▸ Study text

-=-=-=-=-

In 1986 Kim was first discovered by avant-garde guitarist Henry Kaiser and has plunged into improvisation scene. In three decades of creative activity, she worked in improvisational forms with traditional music masters from Asia and Africa including Kongar-Ol Ondar, Shonosuke Okura, Akikazu Nakamura, Vikku Vinayakram, Abraham Adzenyah, and Mor Thiam. She has performed in a free improvisation context at many international festivals with prominent Western avant-garde improvisers including Elliott Sharp, Henry Kaiser, Bill Frisell, Derek Bailey, James Newton, Evan Parker, Pauline Oliveros, Joelle Leandre, Billy Bang, Joseph Celli, William Parker, Oliver Lake, Hans Reichel, Rudiger Carl, Peter Kowald, Reggie Workman, Jane Ira Bloom, Eugene Chadbourne, David Toop, Leroy Jenkins, Gerry Hemingway, Joe Morris, and Hamid Drake.

Soundtracks:
Kim's Sound Calendar of the Year 2018 a fusion of art and environmental sound ecology was sponsored by Wesleyan University's College of the Environment. In collaboration with artist David Chung at University of Michigan, Kim composed two soundtracks: Pyong Yang, a multimedia installation, and Koryo Saram, an hour long documentary film about Korean refugees from Russia to Kazakhstan, which was presented at Harvard University, Princeton University, Smithsonian Institution Freer Gallery of Art and the Sackler Gallery (Washington, DC) and international film festivals including San Paolo International Film Festival, Toronto Reel Asian International Film Festival, San Francisco Asian American International Film Festival, Vancouver Asian Film Festival and European Film Festival. In collaboration with composer Joseph Celli, Soundprint: Asia, commissioned by New American Radio and premiered on the WDR in Germany was broadcast on the national radio networks of KBS/Korea, NPR/USA and WDR/Cologne.

Media Appearance:
Kim was featured for interviews and performances on Voice of America, PRI-The World, BBC-Global Hit, CPR-Insight, Korean National KBS TV, KBS Radio, MBC-TV, Arirang Global TV, YTN-National TV, PBS in New York; CPTV and WNPR in Connecticut; KPFA and KQED in San Francisco; RAI in Rome, Italy; ABC in Sydney, Australia; DRS in Switzerland; KCUR in Montreal; CBC-TV in Vancouver; VPRO in Holland, SinoVision (China) and many others.

-=-=-=-=-

▸ Given information
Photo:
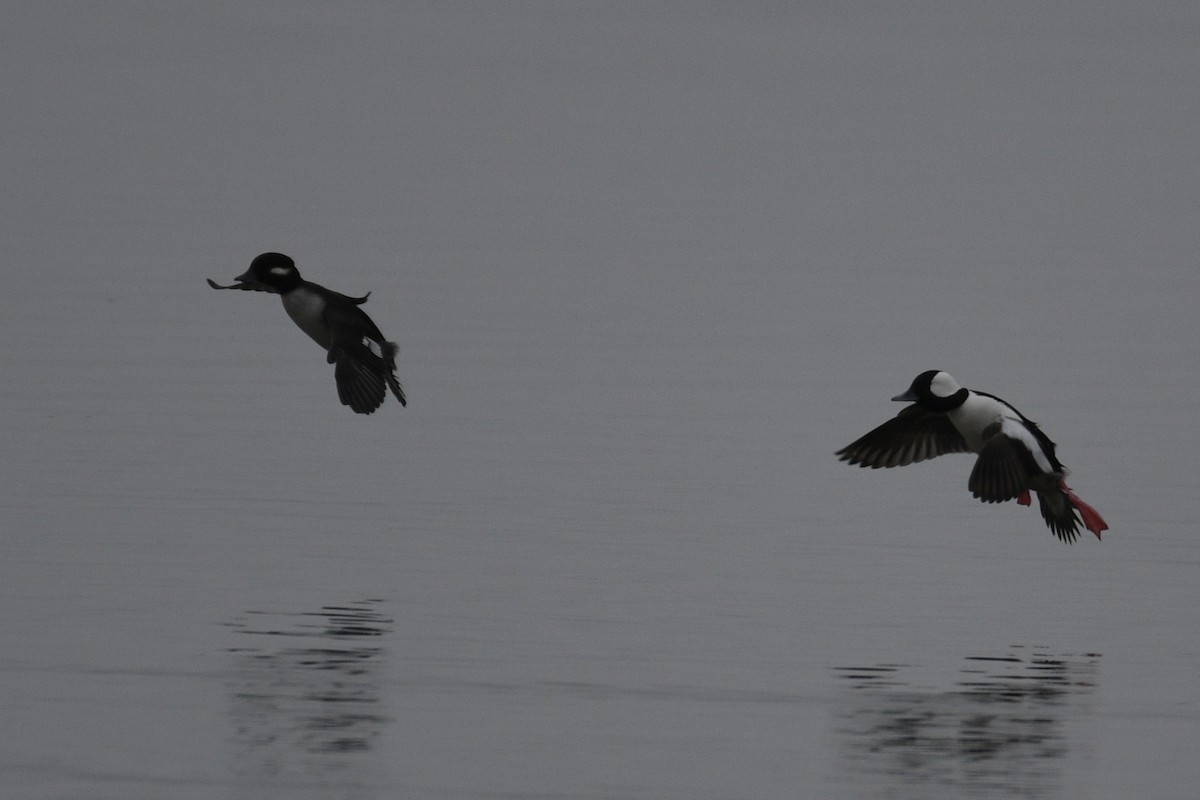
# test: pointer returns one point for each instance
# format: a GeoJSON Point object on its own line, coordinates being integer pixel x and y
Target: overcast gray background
{"type": "Point", "coordinates": [649, 266]}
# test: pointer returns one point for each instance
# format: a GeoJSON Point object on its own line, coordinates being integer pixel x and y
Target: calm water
{"type": "Point", "coordinates": [649, 268]}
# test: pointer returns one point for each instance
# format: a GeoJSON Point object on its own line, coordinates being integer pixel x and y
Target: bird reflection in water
{"type": "Point", "coordinates": [306, 697]}
{"type": "Point", "coordinates": [1000, 732]}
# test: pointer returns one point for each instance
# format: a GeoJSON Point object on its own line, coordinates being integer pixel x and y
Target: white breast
{"type": "Point", "coordinates": [306, 310]}
{"type": "Point", "coordinates": [976, 414]}
{"type": "Point", "coordinates": [978, 411]}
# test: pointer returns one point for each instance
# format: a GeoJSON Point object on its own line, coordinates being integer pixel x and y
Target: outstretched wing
{"type": "Point", "coordinates": [1001, 473]}
{"type": "Point", "coordinates": [365, 362]}
{"type": "Point", "coordinates": [913, 434]}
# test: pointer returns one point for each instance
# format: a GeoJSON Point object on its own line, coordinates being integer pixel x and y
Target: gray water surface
{"type": "Point", "coordinates": [649, 266]}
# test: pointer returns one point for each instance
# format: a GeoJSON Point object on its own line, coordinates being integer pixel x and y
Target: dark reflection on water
{"type": "Point", "coordinates": [305, 695]}
{"type": "Point", "coordinates": [1001, 732]}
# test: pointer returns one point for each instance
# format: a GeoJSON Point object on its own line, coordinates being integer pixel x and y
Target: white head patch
{"type": "Point", "coordinates": [943, 385]}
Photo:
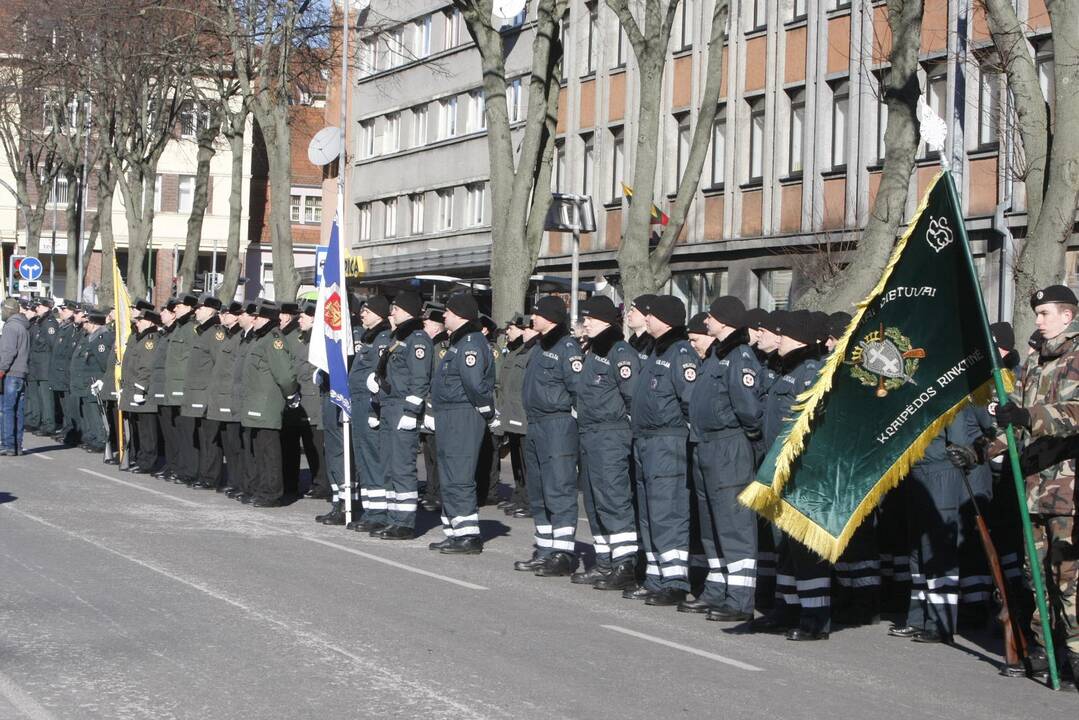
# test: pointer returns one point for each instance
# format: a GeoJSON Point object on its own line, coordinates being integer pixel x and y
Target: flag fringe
{"type": "Point", "coordinates": [767, 502]}
{"type": "Point", "coordinates": [808, 402]}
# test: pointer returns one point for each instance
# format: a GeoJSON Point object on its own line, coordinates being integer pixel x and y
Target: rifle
{"type": "Point", "coordinates": [1015, 650]}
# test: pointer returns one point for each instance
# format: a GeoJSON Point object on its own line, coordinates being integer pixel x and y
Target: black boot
{"type": "Point", "coordinates": [336, 516]}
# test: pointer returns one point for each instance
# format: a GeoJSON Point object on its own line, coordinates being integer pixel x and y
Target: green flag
{"type": "Point", "coordinates": [914, 354]}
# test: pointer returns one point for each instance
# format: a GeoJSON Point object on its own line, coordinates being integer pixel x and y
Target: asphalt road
{"type": "Point", "coordinates": [127, 597]}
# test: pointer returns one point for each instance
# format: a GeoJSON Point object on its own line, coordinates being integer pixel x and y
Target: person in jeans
{"type": "Point", "coordinates": [14, 355]}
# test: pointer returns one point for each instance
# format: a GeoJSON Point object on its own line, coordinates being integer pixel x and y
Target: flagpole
{"type": "Point", "coordinates": [1032, 555]}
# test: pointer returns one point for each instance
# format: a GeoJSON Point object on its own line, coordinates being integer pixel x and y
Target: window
{"type": "Point", "coordinates": [592, 49]}
{"type": "Point", "coordinates": [757, 14]}
{"type": "Point", "coordinates": [681, 148]}
{"type": "Point", "coordinates": [774, 288]}
{"type": "Point", "coordinates": [187, 193]}
{"type": "Point", "coordinates": [685, 28]}
{"type": "Point", "coordinates": [419, 125]}
{"type": "Point", "coordinates": [841, 113]}
{"type": "Point", "coordinates": [446, 209]}
{"type": "Point", "coordinates": [988, 107]}
{"type": "Point", "coordinates": [617, 163]}
{"type": "Point", "coordinates": [447, 118]}
{"type": "Point", "coordinates": [794, 132]}
{"type": "Point", "coordinates": [936, 97]}
{"type": "Point", "coordinates": [365, 221]}
{"type": "Point", "coordinates": [421, 37]}
{"type": "Point", "coordinates": [587, 163]}
{"type": "Point", "coordinates": [415, 221]}
{"type": "Point", "coordinates": [392, 137]}
{"type": "Point", "coordinates": [477, 200]}
{"type": "Point", "coordinates": [756, 140]}
{"type": "Point", "coordinates": [367, 138]}
{"type": "Point", "coordinates": [390, 217]}
{"type": "Point", "coordinates": [477, 114]}
{"type": "Point", "coordinates": [451, 36]}
{"type": "Point", "coordinates": [514, 100]}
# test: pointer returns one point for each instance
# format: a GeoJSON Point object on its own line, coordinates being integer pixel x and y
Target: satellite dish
{"type": "Point", "coordinates": [325, 147]}
{"type": "Point", "coordinates": [507, 10]}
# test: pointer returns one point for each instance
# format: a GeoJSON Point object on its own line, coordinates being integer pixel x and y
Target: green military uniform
{"type": "Point", "coordinates": [205, 340]}
{"type": "Point", "coordinates": [179, 429]}
{"type": "Point", "coordinates": [269, 379]}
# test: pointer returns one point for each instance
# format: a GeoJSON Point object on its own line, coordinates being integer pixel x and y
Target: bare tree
{"type": "Point", "coordinates": [901, 91]}
{"type": "Point", "coordinates": [1050, 144]}
{"type": "Point", "coordinates": [520, 165]}
{"type": "Point", "coordinates": [268, 39]}
{"type": "Point", "coordinates": [643, 270]}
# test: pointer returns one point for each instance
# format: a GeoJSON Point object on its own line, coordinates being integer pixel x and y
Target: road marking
{"type": "Point", "coordinates": [23, 703]}
{"type": "Point", "coordinates": [139, 487]}
{"type": "Point", "coordinates": [392, 564]}
{"type": "Point", "coordinates": [369, 665]}
{"type": "Point", "coordinates": [694, 651]}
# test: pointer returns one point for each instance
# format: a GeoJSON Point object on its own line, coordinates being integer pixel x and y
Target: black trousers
{"type": "Point", "coordinates": [145, 429]}
{"type": "Point", "coordinates": [263, 463]}
{"type": "Point", "coordinates": [210, 451]}
{"type": "Point", "coordinates": [232, 446]}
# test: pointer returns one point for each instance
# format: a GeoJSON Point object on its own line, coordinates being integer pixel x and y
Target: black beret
{"type": "Point", "coordinates": [463, 306]}
{"type": "Point", "coordinates": [1004, 336]}
{"type": "Point", "coordinates": [550, 307]}
{"type": "Point", "coordinates": [379, 306]}
{"type": "Point", "coordinates": [728, 310]}
{"type": "Point", "coordinates": [1053, 294]}
{"type": "Point", "coordinates": [601, 308]}
{"type": "Point", "coordinates": [643, 302]}
{"type": "Point", "coordinates": [410, 302]}
{"type": "Point", "coordinates": [269, 310]}
{"type": "Point", "coordinates": [697, 325]}
{"type": "Point", "coordinates": [208, 300]}
{"type": "Point", "coordinates": [669, 310]}
{"type": "Point", "coordinates": [837, 323]}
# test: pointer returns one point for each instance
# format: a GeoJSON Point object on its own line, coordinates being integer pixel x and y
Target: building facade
{"type": "Point", "coordinates": [795, 152]}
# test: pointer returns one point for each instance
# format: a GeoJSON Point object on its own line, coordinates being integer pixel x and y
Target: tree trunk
{"type": "Point", "coordinates": [190, 265]}
{"type": "Point", "coordinates": [231, 279]}
{"type": "Point", "coordinates": [1042, 258]}
{"type": "Point", "coordinates": [901, 144]}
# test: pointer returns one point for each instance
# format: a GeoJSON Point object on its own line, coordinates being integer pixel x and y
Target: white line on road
{"type": "Point", "coordinates": [22, 702]}
{"type": "Point", "coordinates": [399, 566]}
{"type": "Point", "coordinates": [139, 487]}
{"type": "Point", "coordinates": [701, 653]}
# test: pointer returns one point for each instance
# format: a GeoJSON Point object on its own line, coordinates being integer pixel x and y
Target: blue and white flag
{"type": "Point", "coordinates": [331, 335]}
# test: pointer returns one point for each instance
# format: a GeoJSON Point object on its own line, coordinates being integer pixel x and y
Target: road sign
{"type": "Point", "coordinates": [30, 269]}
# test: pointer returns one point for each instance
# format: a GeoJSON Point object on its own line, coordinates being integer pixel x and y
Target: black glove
{"type": "Point", "coordinates": [1012, 415]}
{"type": "Point", "coordinates": [961, 456]}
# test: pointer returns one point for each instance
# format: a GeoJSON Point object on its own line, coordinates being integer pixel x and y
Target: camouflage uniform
{"type": "Point", "coordinates": [1049, 391]}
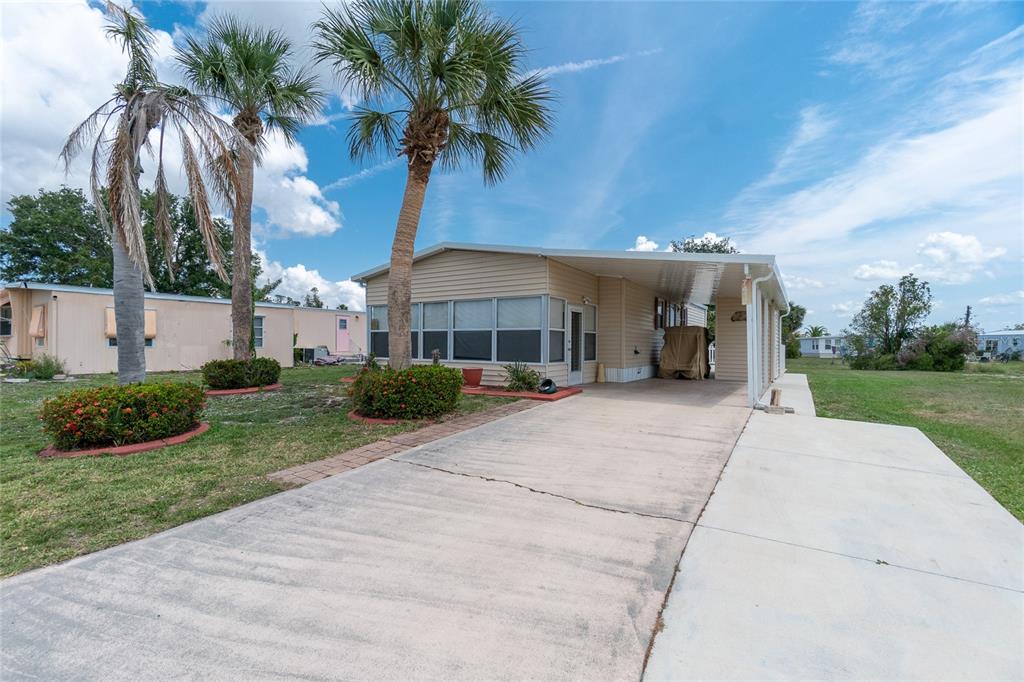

-=-=-=-=-

▸ What you need to do
Continue the profile of Kim's musical career, picking up after its final sentence.

▸ Written response
Lecture Presentations:
Jin Hi Kim is Adjunct Assistant Professor of Music at Wesleyan University. Kim has given lectures about Korean music and her compositional concept ‘Living Tones’ at over 200 universities in the USA including Cornell University, Yale University, Duke University, Indiana University, Wellesley College, Peabody Conservatory, The New School, New England Conservatory, Dartmouth College, University of Minnesota, Stanford University, UC San Diego, and University of Michigan. 

Cross-cultural Music Meditation Workshop:
During the New Haven Symphony Music Alive Composer in Residence (2009-2011), Kim developed a Cross-Cultural Music Mediation (CCMM) Workshop. CCMM introduces participants to meditative practices while providing opportunities to create together playing Asian percussion instruments that have an historic role in various Asian meditation practices. The project has been highly successful with proven benefits for multi-generational community including students, seniors, teachers, and clients at the CT Mental Health Center at Yale. She was 2013 McKnight Visiting Composer and 2014 Artist-In-Residence at Lou Harrison House to present CCMM workshops for the Minneapolis community and the community in Joshua Tree, California. She is a recipient of Arts Catalyze Placemaking - Arts Leadership grant from the Department of Economic and Community Development (DECD)/Connecticut Office of the Arts (COA) that allows Kim to present her CCMM at New London Maritime Society, Intense Education Academy (Hartford), and CT Mental Health Center in New Haven in 2014-2015.